#### Exercise material:
-------

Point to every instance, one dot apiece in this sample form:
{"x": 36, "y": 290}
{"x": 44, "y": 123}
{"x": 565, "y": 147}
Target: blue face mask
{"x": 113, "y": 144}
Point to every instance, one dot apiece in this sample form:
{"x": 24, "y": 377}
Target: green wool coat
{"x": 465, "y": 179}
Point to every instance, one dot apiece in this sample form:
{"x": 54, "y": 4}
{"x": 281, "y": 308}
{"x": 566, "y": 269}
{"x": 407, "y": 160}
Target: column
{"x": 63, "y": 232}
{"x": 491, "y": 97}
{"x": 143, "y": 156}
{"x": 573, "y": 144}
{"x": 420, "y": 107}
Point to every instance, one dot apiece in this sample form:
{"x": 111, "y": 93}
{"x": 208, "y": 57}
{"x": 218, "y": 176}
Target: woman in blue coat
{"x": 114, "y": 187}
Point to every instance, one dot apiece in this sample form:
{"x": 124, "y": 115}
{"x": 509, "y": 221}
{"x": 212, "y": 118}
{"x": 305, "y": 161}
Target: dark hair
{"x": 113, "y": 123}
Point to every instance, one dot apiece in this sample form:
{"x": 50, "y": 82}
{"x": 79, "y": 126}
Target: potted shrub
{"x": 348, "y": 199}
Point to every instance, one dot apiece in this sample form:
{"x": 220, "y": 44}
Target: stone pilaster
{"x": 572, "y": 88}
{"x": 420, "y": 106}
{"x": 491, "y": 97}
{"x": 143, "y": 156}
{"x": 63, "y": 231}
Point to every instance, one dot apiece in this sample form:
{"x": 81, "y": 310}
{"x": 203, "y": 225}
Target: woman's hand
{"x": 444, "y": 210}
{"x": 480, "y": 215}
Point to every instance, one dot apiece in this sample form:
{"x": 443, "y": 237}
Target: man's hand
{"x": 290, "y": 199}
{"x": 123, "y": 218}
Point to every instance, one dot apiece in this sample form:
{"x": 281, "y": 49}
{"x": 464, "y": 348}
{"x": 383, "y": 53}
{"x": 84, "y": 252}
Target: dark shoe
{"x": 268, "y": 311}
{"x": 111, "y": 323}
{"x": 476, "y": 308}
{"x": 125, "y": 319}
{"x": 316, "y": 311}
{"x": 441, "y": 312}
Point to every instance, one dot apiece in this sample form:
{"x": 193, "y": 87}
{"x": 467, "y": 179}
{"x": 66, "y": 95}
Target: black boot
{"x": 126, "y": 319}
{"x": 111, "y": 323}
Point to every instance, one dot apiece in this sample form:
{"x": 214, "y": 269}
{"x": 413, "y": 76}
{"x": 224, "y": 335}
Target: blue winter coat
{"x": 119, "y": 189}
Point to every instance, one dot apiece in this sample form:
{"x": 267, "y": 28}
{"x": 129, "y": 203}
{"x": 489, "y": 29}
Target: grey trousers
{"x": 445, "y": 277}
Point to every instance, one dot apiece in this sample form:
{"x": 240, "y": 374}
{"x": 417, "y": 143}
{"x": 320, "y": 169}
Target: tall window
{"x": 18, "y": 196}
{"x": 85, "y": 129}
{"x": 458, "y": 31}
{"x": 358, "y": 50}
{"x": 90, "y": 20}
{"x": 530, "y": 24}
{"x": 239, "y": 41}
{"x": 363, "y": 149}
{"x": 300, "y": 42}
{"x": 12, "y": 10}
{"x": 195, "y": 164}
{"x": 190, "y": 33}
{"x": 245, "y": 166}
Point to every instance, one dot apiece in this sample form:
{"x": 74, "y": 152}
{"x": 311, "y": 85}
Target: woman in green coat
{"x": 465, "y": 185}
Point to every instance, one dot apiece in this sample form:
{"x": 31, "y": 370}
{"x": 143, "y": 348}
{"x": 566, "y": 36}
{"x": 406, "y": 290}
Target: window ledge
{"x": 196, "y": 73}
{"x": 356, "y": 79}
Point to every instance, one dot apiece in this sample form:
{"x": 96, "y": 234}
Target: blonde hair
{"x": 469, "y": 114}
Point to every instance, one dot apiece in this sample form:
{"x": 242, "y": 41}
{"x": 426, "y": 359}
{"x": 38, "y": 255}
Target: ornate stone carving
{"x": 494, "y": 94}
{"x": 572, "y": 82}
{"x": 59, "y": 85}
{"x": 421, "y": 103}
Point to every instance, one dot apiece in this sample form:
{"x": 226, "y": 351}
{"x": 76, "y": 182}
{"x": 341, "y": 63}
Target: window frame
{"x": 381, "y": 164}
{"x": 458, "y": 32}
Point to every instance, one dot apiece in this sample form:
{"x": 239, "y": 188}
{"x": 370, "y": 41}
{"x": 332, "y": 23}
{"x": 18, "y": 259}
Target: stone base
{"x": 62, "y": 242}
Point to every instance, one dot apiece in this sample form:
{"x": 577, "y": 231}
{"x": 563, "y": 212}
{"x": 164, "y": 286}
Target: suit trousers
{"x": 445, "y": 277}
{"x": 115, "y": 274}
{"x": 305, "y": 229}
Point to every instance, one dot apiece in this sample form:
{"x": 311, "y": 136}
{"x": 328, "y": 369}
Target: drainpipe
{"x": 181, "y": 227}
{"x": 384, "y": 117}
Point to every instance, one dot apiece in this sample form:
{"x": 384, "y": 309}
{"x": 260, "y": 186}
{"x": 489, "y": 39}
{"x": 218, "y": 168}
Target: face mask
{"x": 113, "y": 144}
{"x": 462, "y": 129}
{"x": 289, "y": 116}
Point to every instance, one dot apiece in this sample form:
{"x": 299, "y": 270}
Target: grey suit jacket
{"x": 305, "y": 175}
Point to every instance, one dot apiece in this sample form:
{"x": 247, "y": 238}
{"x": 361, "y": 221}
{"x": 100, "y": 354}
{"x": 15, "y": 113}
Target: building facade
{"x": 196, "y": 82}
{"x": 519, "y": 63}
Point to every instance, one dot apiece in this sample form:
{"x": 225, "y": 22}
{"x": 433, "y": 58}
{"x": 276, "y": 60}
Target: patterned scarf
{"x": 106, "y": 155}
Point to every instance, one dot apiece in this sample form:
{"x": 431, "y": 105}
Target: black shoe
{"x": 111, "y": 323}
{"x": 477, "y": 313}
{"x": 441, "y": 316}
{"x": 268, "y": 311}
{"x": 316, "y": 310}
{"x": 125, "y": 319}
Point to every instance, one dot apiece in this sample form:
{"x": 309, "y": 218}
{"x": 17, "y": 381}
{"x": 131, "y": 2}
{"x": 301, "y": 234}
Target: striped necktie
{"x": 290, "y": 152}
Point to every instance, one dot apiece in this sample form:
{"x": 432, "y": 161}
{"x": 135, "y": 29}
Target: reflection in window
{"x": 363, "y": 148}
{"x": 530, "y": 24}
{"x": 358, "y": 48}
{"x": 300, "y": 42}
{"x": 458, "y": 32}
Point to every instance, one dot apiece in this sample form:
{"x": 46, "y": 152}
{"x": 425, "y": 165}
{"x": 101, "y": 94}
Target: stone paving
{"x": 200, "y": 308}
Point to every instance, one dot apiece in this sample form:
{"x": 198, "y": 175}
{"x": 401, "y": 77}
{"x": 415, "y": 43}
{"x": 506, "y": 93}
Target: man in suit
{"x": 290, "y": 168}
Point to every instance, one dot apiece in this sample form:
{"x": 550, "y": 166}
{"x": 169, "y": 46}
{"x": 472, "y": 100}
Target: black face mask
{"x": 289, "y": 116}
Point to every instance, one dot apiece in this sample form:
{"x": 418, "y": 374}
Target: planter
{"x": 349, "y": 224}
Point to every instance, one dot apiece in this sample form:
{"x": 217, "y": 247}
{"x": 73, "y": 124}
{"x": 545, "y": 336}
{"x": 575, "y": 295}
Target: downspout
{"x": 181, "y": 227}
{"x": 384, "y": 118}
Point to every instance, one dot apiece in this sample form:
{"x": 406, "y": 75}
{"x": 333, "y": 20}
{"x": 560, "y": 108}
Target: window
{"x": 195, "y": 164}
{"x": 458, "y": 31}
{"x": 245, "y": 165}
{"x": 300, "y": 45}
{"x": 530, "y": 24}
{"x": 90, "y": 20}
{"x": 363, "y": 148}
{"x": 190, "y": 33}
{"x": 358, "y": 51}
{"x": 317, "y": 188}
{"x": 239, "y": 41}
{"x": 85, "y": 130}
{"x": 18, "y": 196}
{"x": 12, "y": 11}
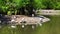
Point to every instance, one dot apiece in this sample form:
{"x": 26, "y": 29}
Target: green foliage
{"x": 13, "y": 5}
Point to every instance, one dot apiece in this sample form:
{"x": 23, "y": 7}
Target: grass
{"x": 52, "y": 27}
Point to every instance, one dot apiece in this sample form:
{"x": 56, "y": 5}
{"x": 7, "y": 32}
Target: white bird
{"x": 13, "y": 26}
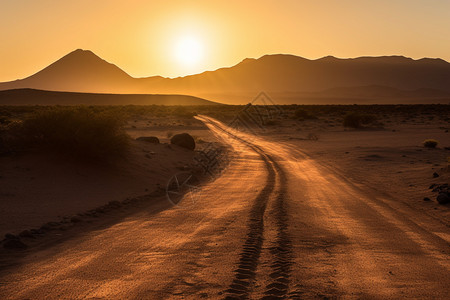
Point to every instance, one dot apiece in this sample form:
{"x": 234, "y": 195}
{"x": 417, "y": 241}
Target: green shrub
{"x": 430, "y": 143}
{"x": 76, "y": 131}
{"x": 357, "y": 120}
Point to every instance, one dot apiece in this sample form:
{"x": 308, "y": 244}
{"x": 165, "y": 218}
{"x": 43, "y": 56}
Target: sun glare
{"x": 188, "y": 50}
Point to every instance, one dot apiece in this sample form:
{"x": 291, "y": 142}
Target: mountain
{"x": 78, "y": 71}
{"x": 290, "y": 78}
{"x": 33, "y": 97}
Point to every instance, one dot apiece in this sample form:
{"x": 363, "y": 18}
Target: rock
{"x": 36, "y": 231}
{"x": 148, "y": 139}
{"x": 443, "y": 198}
{"x": 10, "y": 236}
{"x": 115, "y": 204}
{"x": 184, "y": 140}
{"x": 75, "y": 219}
{"x": 26, "y": 233}
{"x": 14, "y": 244}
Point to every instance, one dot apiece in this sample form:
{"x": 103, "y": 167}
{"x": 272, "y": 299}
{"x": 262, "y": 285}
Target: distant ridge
{"x": 277, "y": 74}
{"x": 40, "y": 97}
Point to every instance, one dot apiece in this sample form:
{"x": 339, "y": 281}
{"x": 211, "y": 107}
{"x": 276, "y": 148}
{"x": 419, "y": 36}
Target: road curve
{"x": 276, "y": 224}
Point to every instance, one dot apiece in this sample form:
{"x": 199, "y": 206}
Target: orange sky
{"x": 140, "y": 36}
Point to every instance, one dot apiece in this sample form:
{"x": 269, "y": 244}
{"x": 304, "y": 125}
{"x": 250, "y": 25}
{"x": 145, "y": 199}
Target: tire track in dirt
{"x": 280, "y": 249}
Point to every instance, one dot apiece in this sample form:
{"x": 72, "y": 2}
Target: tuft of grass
{"x": 76, "y": 131}
{"x": 430, "y": 143}
{"x": 357, "y": 120}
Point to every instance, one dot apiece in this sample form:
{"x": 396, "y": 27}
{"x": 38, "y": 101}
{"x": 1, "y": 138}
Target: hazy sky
{"x": 143, "y": 37}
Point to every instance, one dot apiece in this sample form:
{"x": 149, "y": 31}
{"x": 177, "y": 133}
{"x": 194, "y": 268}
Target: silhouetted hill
{"x": 39, "y": 97}
{"x": 78, "y": 71}
{"x": 277, "y": 74}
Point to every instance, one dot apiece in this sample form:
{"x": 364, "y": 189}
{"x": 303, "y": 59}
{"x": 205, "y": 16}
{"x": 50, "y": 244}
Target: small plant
{"x": 430, "y": 143}
{"x": 75, "y": 131}
{"x": 357, "y": 120}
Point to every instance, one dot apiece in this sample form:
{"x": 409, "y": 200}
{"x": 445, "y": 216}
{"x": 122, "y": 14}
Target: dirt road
{"x": 275, "y": 224}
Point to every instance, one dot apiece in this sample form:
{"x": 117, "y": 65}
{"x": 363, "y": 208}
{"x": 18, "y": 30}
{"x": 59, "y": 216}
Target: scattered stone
{"x": 148, "y": 139}
{"x": 75, "y": 219}
{"x": 36, "y": 231}
{"x": 100, "y": 210}
{"x": 115, "y": 204}
{"x": 184, "y": 140}
{"x": 10, "y": 236}
{"x": 26, "y": 233}
{"x": 63, "y": 227}
{"x": 14, "y": 244}
{"x": 443, "y": 198}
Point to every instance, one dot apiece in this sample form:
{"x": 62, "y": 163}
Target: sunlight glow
{"x": 188, "y": 50}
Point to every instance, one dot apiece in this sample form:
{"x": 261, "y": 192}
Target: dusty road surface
{"x": 276, "y": 224}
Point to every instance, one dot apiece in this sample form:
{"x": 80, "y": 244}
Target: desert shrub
{"x": 302, "y": 114}
{"x": 76, "y": 131}
{"x": 430, "y": 143}
{"x": 357, "y": 120}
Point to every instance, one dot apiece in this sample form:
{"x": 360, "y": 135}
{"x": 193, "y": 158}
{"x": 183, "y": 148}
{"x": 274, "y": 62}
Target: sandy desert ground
{"x": 305, "y": 209}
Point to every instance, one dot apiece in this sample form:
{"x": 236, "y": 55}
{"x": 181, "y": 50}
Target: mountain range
{"x": 287, "y": 78}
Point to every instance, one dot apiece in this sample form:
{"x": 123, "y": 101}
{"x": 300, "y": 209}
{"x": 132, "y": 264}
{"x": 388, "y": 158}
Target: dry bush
{"x": 357, "y": 120}
{"x": 75, "y": 131}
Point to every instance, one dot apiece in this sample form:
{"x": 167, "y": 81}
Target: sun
{"x": 188, "y": 50}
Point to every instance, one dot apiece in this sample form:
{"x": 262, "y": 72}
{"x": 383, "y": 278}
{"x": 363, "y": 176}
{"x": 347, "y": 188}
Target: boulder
{"x": 14, "y": 244}
{"x": 443, "y": 198}
{"x": 148, "y": 139}
{"x": 184, "y": 140}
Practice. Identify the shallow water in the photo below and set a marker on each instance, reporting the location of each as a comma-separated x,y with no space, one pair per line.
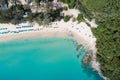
43,59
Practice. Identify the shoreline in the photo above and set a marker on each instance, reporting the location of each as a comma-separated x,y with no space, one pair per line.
79,32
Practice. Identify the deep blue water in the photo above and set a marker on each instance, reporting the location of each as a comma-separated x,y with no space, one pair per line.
43,59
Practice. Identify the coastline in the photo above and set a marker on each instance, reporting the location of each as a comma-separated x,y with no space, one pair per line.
80,32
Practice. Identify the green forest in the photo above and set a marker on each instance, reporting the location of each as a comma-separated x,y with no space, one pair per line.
107,14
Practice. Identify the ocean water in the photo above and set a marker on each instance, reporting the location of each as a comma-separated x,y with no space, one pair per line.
43,59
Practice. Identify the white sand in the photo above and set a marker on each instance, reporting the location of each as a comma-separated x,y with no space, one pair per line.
80,32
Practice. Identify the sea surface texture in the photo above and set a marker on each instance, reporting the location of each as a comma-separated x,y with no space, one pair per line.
43,59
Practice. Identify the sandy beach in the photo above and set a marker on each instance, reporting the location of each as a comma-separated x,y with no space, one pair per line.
81,32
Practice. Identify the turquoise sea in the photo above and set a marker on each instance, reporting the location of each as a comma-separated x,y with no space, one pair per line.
43,59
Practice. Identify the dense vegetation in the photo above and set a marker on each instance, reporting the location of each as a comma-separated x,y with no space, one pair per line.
107,14
15,14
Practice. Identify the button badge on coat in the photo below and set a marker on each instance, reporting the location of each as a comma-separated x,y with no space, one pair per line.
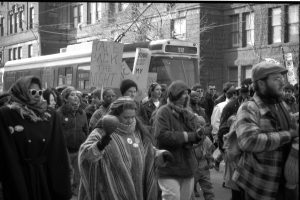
19,128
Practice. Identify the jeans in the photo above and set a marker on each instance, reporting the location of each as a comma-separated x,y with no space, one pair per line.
176,189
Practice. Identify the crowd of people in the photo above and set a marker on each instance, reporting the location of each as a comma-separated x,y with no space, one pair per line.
58,142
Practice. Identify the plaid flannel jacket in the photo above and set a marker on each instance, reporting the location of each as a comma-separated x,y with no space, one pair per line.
260,168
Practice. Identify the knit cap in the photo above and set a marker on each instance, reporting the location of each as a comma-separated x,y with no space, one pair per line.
265,68
126,84
66,92
175,89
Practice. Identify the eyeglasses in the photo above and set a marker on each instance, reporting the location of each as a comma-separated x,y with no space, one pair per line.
33,92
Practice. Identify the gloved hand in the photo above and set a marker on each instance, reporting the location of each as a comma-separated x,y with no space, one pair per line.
196,137
101,144
162,157
110,123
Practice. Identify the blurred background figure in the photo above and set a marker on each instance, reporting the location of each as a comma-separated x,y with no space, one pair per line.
34,161
109,96
149,106
94,104
75,130
4,99
50,96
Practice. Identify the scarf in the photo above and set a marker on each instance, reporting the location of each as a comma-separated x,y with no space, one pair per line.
24,104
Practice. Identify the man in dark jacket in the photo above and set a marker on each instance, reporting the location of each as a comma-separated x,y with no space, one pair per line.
226,87
75,130
176,130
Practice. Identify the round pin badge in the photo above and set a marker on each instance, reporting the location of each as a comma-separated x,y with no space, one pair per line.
19,128
135,145
137,140
129,140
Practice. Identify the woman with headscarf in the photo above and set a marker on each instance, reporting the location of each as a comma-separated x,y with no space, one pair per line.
151,104
75,130
51,98
118,163
34,162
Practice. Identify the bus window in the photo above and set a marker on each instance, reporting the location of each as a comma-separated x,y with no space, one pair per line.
65,76
181,69
83,75
169,69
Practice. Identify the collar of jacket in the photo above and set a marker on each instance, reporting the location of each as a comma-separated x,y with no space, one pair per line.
66,109
263,107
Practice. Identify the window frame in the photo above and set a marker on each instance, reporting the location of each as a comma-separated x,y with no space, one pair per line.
20,52
235,31
275,27
182,28
31,17
30,50
289,24
249,29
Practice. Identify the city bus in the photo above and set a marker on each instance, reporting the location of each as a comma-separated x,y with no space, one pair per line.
170,60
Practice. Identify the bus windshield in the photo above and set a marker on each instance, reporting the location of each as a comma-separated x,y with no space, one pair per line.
169,69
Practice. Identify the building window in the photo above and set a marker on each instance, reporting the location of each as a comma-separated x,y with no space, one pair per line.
1,26
248,39
15,53
275,29
246,72
16,20
98,11
89,13
9,54
122,6
21,19
234,19
11,23
179,28
293,23
77,15
233,74
30,50
20,53
31,17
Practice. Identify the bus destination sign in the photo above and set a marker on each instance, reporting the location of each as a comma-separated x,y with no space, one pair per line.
180,49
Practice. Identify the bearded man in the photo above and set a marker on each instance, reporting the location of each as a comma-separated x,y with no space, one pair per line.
264,134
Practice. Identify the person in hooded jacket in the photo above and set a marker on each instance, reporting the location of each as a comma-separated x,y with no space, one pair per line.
176,131
34,162
75,130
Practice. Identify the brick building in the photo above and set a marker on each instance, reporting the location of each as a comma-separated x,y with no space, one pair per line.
30,29
232,37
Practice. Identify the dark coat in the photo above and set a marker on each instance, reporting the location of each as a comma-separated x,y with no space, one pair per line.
75,127
34,163
146,110
169,127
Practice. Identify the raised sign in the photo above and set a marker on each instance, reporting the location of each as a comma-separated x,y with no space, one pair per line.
106,64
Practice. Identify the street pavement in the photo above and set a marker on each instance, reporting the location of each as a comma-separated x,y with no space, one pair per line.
220,192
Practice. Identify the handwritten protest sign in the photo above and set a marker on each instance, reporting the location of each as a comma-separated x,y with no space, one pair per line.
290,67
141,66
106,64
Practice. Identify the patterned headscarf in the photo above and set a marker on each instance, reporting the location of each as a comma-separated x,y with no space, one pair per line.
121,101
23,103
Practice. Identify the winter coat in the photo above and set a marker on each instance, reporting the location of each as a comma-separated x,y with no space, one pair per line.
75,127
169,128
146,110
34,162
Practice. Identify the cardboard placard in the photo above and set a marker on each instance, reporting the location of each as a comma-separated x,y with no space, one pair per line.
290,67
106,64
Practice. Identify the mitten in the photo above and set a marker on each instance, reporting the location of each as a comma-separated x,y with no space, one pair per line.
101,144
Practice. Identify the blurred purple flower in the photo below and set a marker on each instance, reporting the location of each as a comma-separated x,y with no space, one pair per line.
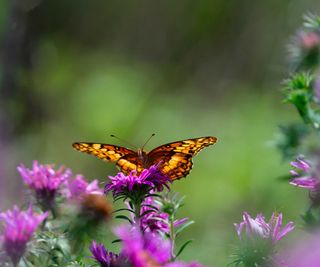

-------

#### Work to be completed:
Copy out every line from the line with "Practice. Identify the street" through the end of the items, and offset each x and y coordinate in the answers by -8. Leave the pictures out.

#### Response for this exercise:
Practice. Identify the street pavement in the photo above and set a marker on each instance, reporting the location of each as a comma-separated x,y with no space, one pair per line.
212,184
Practice. Identify the handwritten protest sign in the photo above and set a marker on each instance, reporting the location of each as a comma-separated x,y with no space, one pair per line.
282,59
133,58
98,56
Practice. Identify the patterned headscarf in the photo above and set a marker on each instance, reporting the location of each as a comma-separated x,y with no space, one pair per line.
113,93
15,95
Practice. Identify the winter coat in the photo above and set a marker on each instance, reporting the location of each as a comma-separated x,y with no space, one pair per line.
67,119
161,120
138,102
26,154
Practice. Identify the cardboard placard in the photo above and set a marker on each instance, reporting the location of each as a comma-separated x,y with no space, one pair per line.
282,59
98,56
Practice. Identify the mitten in the photo above and set a marker on each instance, reporting the location of each as a comma-separated x,y with no space, one pair per line.
93,136
Practice. Identify the blurred purple flower in the photo below and set a marker on each instance, reporting the location of each as a comma-separated x,y with no space, one pair per line.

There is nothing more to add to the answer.